One New Year’s Eve, I stayed home with my family and cooked like a mad woman. My stuffed mushrooms were a huge hit, and for this reason, I am happy to share my recipe with all of you.
Gina’s Stuffed Mushrooms:
Ingredients:
6 medium-sized Portobello mushrooms, with stems, chopped up
salt to taste for the mushrooms + 1/2 teaspoon for stuffing, optional
2 tablespoons extra-virgin olive oil
1/3 cup seasoned breadcrumbs
1/4 cup Pecorino Romano cheese, grated
/4 cup flat-leaf parsley, chopped + more for garnish
Pine nuts to taste
Olive oil cooking spray
Preparation:
Preheat oven to 375°F.
1. Season the mushrooms with salt. Combine the stems, salt, oil, breadcrumbs, Pecorino cheese, and parsley. Stuff the mushrooms. Top them with pine nuts.

▶ _SHORT EXERCISE A_
Rewrite the recipe's step that begins "Season the mushrooms with salt" as a short numbered list, keeping all of its actions.
▶ _SHORT EXERCISE B_
Write out the stretch of the recipe from "1. Season the" through "with pine nuts.", reproducing it word for word.
The material after the recipe has no part in this exercise.

▶ _DATA LISTING_
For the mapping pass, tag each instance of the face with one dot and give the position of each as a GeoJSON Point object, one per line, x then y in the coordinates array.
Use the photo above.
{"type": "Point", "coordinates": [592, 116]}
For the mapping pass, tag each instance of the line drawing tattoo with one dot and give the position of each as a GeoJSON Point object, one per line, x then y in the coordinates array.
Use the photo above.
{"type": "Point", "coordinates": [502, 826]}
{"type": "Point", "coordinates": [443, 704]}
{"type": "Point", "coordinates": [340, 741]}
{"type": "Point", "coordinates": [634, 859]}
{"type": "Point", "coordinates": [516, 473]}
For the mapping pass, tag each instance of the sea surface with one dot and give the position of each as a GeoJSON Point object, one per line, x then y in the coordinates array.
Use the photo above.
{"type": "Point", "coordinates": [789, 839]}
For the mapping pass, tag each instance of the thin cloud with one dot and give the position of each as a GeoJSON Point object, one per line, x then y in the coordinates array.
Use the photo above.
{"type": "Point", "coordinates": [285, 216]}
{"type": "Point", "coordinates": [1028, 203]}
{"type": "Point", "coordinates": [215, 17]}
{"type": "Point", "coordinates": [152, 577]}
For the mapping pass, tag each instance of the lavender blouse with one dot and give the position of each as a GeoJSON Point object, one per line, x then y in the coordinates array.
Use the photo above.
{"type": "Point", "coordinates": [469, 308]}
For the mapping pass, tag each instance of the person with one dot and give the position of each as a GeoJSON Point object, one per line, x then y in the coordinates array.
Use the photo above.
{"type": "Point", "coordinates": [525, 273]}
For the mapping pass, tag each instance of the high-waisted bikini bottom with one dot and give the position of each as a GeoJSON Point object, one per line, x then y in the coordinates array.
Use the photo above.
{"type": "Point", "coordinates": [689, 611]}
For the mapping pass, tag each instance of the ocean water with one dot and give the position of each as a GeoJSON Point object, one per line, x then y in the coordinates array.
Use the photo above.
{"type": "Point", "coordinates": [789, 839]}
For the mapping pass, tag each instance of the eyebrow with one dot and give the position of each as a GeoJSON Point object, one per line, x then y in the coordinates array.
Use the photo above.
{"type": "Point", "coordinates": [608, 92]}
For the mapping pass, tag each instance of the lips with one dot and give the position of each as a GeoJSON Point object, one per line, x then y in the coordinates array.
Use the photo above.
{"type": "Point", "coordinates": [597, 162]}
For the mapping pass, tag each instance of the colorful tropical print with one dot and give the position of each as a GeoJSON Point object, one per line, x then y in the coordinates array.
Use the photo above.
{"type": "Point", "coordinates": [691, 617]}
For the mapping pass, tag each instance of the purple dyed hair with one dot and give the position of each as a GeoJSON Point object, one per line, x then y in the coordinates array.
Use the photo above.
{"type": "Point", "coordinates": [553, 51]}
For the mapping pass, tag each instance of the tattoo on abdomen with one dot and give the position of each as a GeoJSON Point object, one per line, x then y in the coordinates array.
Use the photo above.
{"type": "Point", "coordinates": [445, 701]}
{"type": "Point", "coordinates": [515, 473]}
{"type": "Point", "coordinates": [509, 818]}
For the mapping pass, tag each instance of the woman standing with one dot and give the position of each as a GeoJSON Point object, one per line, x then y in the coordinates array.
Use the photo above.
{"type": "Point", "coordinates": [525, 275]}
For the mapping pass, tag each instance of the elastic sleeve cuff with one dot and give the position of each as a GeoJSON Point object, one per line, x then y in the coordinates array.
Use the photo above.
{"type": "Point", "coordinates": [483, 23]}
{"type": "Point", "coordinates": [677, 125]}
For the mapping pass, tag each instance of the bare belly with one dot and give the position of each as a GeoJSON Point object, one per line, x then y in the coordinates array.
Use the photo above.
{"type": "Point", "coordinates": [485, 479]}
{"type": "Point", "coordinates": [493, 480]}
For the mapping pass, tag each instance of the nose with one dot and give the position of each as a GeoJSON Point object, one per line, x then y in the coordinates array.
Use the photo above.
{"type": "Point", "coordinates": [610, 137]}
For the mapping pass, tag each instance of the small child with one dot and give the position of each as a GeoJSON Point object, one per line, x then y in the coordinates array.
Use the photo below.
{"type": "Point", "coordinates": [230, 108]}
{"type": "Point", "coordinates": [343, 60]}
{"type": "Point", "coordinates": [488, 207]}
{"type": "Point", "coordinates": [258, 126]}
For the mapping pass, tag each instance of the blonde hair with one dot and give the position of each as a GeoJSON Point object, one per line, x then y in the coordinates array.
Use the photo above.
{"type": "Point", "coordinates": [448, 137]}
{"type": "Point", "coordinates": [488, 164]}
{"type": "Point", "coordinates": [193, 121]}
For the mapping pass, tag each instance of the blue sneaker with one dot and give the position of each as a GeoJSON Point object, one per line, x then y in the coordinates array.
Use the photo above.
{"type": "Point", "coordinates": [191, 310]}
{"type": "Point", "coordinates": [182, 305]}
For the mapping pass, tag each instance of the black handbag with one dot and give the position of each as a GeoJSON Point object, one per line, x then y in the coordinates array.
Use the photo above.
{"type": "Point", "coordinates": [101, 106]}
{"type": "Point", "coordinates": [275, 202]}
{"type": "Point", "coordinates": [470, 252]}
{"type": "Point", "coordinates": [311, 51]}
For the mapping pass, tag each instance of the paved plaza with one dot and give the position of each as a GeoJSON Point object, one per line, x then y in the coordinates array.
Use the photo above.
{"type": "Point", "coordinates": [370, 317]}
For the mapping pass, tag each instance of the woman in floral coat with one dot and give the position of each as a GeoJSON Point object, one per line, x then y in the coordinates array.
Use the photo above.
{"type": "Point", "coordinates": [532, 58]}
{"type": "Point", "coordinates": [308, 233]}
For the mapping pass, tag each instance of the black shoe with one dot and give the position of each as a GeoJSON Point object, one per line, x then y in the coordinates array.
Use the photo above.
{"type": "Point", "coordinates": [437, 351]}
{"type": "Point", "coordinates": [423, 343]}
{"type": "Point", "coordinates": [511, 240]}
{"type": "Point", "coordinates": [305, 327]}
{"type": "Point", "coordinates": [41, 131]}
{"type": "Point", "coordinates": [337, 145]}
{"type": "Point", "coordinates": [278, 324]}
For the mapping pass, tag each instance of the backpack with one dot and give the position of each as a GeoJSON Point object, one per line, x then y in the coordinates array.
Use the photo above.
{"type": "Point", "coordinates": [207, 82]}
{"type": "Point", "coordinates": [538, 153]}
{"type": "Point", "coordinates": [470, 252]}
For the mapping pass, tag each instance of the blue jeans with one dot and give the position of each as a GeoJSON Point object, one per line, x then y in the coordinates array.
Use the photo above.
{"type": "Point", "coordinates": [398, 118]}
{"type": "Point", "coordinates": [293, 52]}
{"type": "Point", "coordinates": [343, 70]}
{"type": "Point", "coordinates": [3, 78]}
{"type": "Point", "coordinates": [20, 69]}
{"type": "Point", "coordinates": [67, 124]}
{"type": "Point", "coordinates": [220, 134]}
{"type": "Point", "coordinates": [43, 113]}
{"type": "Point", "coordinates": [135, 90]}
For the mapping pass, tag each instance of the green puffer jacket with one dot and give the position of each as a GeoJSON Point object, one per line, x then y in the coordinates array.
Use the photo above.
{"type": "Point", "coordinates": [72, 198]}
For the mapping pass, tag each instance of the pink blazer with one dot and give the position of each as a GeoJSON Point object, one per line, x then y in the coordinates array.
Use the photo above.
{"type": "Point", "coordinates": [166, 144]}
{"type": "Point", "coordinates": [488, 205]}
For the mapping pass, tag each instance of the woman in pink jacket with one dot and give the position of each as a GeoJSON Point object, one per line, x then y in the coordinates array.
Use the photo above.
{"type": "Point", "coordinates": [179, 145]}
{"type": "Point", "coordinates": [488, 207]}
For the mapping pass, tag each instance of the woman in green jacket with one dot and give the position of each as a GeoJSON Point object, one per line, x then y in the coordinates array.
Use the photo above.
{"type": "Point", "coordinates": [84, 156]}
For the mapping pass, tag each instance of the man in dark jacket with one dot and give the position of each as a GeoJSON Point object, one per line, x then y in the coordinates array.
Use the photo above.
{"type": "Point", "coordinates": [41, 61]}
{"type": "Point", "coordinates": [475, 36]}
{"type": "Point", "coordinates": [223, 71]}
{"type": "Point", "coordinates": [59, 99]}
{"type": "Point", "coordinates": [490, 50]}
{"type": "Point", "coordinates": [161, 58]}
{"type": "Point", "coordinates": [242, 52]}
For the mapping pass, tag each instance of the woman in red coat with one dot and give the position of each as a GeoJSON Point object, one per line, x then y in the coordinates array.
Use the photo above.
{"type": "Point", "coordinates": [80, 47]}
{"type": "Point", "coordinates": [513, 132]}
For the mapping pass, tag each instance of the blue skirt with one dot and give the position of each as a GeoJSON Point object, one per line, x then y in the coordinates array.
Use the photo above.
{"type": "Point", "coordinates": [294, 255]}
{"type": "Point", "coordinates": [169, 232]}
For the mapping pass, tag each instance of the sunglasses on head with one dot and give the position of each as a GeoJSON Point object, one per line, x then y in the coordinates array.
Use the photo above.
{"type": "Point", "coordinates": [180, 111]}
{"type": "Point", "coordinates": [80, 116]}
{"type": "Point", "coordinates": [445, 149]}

▶ _COMPLETE OUTPUT A_
1. Salt the mushrooms.
2. Mix the stems, salt, oil, breadcrumbs, Pecorino cheese, and parsley.
3. Fill the mushrooms with the mixture.
4. Add pine nuts on top.

▶ _COMPLETE OUTPUT B_
1. Season the mushrooms with salt. Combine the stems, salt, oil, breadcrumbs, Pecorino cheese, and parsley. Stuff the mushrooms. Top them with pine nuts.